** begin PAGE EXTRACT **

But here’s the kicker: It only costs $1 per ride (Bluegogo is $1 for 30 min, Spin says “Ride for $1”). Dock-based bike share systems cannot touch that price.

So when is Spin going to launch in Seattle?

“As soon as possible,” said Ko, who was previously a product manager at Lyft. Spin staff recently flew out to Seattle to meet people and check out the possibilities for themselves. “For a top tier city in the US, it’s really rare to not have some form of bike share.”

They are looking to move quickly to launch at least as a pilot program with a service area in the center of the city, including at least downtown, South Lake Union, the International District and Capitol Hill.

And time is of the essence, because Spin is not the only company with their eyes on Seattle’s newly bike-share-free streets. Bluegogo, a China-based company that already has big systems in service overseas, is looking to make an entry into North America. And Seattle just made itself a promising option.

“We would be happy to bring it to the city,” said Ilya Movshovich, VP of US Operations for Bluegogo (UPDATE: Movshovich is no longer with Bluegogo). When I asked when they might start operations, Movshovich said, “When it’s less rainy and less cold would probably make more sense.”

Other companies in the business include Mobike, Ofo, Noa, LimeBike, Zagster and Social Bicycles (which powers Portland’s new Biketown system, though that system still requires parking to a bike rack).

So these companies have an incentive to be on the ground first so they can establish a user base before competitors move in. But they also see a need to work with cities to make sure the rules are clear and make sure the community understands how the system works.

Both Ko and Movshovich expressed a desire for an official city permitting process for their bikes. In Bluegogo’s case, the company learned that lesson the hard way in San Francisco, where the city threatened action and forced the company to pull their bikes from the streets. Spin had a similar, though less confrontational, experience in Austin. Both company leaders want to go about things a better way in Seattle.

** end PAGE EXTRACT **

→ TASK LIST
a) In the bike share article, transcribe the part that opens with the words containing "Other companies in" and closes with "the system works.".
b) How many lines of the records contain the string "window"? Match case exactly, and reply with only the number.

** begin MATERIAL FOR THIS EXERCISE **

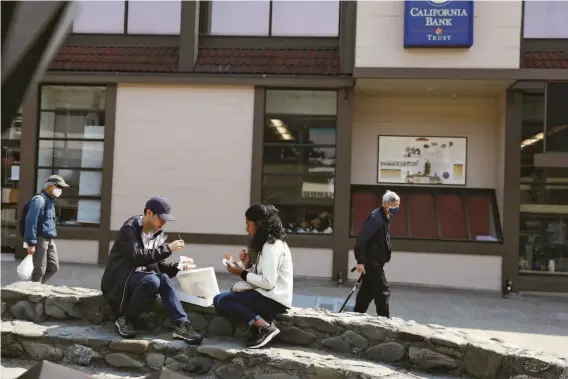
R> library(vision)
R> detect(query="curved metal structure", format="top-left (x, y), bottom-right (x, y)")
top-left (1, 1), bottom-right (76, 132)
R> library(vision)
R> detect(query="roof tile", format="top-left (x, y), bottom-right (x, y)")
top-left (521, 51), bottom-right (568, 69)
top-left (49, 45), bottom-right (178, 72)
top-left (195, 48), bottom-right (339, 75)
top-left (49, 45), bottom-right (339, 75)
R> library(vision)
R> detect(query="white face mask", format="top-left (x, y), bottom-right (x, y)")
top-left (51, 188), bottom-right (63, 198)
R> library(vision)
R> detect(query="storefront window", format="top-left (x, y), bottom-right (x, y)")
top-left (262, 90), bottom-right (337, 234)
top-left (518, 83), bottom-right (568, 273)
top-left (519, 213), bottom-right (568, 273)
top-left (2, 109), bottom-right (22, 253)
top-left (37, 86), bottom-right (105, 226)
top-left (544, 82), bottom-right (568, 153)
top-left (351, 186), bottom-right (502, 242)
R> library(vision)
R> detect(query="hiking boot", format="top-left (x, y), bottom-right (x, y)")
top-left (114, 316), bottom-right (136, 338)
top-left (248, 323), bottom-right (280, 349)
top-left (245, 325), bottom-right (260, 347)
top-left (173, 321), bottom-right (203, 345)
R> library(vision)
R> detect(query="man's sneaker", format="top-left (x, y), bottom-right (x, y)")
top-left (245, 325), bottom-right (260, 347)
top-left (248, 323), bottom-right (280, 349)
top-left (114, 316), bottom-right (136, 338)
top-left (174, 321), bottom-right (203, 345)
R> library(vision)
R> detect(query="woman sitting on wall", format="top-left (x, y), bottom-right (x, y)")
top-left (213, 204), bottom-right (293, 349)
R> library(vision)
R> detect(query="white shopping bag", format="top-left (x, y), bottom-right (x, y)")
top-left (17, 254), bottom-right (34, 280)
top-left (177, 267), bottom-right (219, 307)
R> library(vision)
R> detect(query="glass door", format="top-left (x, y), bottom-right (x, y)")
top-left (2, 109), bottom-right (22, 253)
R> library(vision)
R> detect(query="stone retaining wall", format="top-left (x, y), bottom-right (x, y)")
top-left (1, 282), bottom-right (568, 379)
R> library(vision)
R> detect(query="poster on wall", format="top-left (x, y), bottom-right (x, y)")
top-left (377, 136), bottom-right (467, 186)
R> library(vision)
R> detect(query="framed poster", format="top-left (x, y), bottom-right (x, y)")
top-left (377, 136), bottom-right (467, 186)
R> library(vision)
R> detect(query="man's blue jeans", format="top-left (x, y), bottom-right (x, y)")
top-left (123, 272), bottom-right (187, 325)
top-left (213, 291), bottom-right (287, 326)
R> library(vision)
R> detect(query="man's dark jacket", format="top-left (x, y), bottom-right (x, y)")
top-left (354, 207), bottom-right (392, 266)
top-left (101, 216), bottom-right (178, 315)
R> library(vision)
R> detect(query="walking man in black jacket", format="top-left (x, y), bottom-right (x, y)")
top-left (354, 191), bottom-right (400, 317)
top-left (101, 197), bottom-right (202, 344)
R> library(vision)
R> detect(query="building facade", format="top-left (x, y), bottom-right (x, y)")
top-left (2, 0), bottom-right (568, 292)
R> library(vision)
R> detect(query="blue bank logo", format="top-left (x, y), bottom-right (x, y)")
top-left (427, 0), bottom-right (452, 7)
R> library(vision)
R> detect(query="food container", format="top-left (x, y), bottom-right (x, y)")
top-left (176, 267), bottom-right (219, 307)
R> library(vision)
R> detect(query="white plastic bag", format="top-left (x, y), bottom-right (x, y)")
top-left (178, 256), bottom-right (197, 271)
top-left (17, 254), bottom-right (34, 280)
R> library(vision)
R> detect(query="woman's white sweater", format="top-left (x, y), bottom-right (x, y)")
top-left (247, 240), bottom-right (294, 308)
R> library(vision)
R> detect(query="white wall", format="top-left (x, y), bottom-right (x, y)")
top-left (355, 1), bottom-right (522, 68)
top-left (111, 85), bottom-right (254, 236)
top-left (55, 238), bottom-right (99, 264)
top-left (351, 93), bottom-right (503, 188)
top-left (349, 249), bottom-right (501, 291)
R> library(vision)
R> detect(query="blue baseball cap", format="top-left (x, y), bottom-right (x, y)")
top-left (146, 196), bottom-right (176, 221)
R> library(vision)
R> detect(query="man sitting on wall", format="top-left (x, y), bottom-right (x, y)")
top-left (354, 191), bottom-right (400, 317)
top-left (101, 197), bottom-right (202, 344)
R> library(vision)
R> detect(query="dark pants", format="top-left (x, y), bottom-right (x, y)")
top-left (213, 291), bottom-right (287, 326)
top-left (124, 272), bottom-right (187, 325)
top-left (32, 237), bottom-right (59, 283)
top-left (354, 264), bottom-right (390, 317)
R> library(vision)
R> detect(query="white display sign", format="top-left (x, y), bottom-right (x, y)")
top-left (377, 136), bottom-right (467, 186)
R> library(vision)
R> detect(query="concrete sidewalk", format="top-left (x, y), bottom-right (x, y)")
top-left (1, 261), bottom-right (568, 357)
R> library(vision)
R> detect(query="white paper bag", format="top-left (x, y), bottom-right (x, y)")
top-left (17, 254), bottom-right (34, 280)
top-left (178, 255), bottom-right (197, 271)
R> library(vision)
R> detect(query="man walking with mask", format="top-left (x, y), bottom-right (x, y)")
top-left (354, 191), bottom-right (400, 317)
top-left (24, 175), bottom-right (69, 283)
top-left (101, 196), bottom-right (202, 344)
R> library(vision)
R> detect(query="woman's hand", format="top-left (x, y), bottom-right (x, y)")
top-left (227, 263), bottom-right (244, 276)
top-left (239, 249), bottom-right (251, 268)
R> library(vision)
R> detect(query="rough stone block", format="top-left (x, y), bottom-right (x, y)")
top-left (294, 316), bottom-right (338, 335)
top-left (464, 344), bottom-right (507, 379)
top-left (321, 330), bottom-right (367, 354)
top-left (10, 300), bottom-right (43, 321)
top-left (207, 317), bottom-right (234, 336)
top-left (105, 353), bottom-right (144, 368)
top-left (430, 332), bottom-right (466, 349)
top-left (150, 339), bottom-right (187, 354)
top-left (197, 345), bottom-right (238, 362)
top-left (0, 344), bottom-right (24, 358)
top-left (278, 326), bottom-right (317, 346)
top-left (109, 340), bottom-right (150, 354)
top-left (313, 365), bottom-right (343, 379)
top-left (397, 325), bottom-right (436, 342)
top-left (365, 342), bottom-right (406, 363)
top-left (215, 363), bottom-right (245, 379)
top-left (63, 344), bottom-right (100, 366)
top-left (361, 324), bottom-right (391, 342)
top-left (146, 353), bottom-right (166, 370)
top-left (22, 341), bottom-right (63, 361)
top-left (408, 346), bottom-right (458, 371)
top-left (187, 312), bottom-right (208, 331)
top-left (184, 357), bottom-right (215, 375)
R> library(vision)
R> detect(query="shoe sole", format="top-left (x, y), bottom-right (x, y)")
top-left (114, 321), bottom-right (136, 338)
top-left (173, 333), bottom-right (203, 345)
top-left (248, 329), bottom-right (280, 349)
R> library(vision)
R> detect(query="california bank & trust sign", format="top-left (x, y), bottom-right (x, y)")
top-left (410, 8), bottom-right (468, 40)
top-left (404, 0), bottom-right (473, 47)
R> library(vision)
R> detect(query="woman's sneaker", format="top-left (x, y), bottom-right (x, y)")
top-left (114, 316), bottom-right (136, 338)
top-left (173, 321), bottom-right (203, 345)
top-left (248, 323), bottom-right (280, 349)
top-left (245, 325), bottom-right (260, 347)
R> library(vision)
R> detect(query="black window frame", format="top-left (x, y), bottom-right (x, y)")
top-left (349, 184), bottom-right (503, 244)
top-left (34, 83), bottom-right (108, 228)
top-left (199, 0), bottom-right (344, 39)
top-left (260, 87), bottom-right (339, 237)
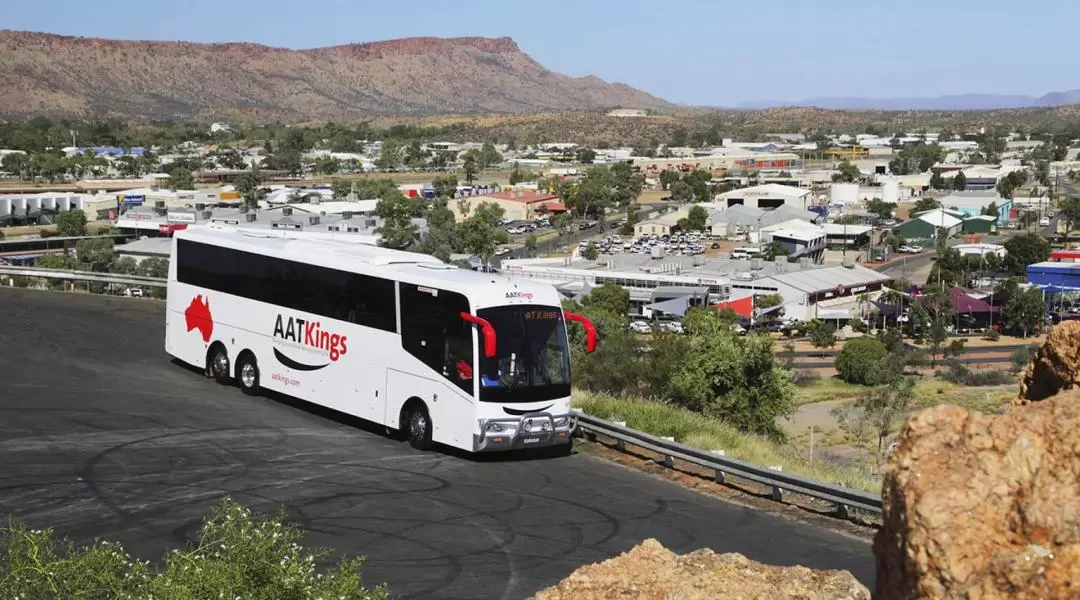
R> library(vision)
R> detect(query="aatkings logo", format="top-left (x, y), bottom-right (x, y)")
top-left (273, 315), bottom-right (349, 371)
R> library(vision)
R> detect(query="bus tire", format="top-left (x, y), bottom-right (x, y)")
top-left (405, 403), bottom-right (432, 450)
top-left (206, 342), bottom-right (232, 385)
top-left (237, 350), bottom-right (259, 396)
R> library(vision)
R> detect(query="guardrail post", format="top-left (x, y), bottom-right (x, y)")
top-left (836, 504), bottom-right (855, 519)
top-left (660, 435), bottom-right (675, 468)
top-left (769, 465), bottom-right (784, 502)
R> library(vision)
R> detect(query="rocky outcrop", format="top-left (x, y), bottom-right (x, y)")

** end MATERIAL FOR THIS EXERCISE **

→ SOLVED PROBLEMS
a)
Other companies in the business include Mobike, Ofo, Noa, LimeBike, Zagster and Social Bicycles (which powers Portland’s new Biketown system, though that system still requires parking to a bike rack).

So these companies have an incentive to be on the ground first so they can establish a user base before competitors move in. But they also see a need to work with cities to make sure the rules are clear and make sure the community understands how the system works.

b) 2